Scale the records starting at the line containing "mark: the dark" and ending at the end of the records, and reproduce every line, including the requests. Multiply each coordinate in the answers by 0.3 and round it to a whole number with halves going up, but leave the requests and their format samples unchanged.

[Pointing dataset excerpts]
────────────────────

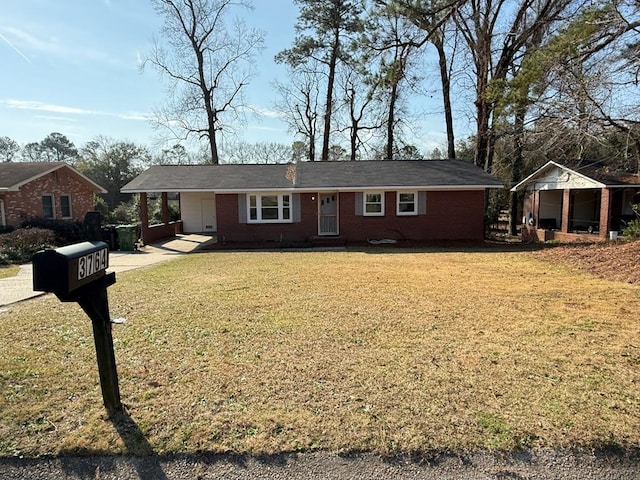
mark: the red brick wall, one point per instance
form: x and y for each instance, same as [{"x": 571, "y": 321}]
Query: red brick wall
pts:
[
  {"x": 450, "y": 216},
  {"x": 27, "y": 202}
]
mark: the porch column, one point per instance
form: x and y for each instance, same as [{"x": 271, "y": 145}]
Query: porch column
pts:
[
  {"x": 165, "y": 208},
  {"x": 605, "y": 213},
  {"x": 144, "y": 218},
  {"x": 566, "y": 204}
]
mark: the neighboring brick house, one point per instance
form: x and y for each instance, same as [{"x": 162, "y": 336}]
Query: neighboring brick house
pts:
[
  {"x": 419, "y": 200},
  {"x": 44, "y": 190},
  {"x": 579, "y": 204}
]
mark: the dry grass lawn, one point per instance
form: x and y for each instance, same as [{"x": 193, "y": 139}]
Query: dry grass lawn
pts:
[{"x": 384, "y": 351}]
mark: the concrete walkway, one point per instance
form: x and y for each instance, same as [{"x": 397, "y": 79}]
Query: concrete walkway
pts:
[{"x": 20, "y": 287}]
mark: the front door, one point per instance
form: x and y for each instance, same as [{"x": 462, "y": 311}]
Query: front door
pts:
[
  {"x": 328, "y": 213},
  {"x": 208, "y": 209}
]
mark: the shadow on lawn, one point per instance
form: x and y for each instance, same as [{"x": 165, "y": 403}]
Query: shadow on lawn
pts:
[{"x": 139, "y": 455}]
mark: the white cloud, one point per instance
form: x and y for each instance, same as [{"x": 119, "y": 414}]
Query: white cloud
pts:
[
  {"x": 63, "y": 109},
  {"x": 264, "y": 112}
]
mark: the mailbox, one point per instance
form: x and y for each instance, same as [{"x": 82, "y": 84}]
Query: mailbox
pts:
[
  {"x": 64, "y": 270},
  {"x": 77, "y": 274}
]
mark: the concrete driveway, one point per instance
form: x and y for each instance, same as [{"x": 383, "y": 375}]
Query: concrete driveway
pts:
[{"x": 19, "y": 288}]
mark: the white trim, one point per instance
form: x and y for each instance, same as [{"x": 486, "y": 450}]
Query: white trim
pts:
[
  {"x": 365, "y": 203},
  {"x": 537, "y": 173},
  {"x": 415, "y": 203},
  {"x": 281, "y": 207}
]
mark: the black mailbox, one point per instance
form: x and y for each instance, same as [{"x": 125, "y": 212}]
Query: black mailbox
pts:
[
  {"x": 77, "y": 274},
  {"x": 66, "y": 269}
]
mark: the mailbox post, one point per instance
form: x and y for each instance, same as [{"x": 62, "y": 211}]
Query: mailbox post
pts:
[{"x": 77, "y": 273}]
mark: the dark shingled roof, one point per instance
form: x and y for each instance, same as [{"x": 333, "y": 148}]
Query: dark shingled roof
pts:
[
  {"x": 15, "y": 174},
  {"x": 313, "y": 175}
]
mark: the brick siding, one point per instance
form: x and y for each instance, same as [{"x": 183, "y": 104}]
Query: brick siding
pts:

────────────────────

WORKED ANSWER:
mark: the dark shingled roof, one point per instance
form: x and y for each instance, same as [{"x": 333, "y": 148}]
Query: dark shingled roof
pts:
[
  {"x": 5, "y": 52},
  {"x": 94, "y": 53}
]
mark: the brick siding, one point per instance
form: x and y for each instance, same as [{"x": 183, "y": 104}]
Query: brick siding
pts:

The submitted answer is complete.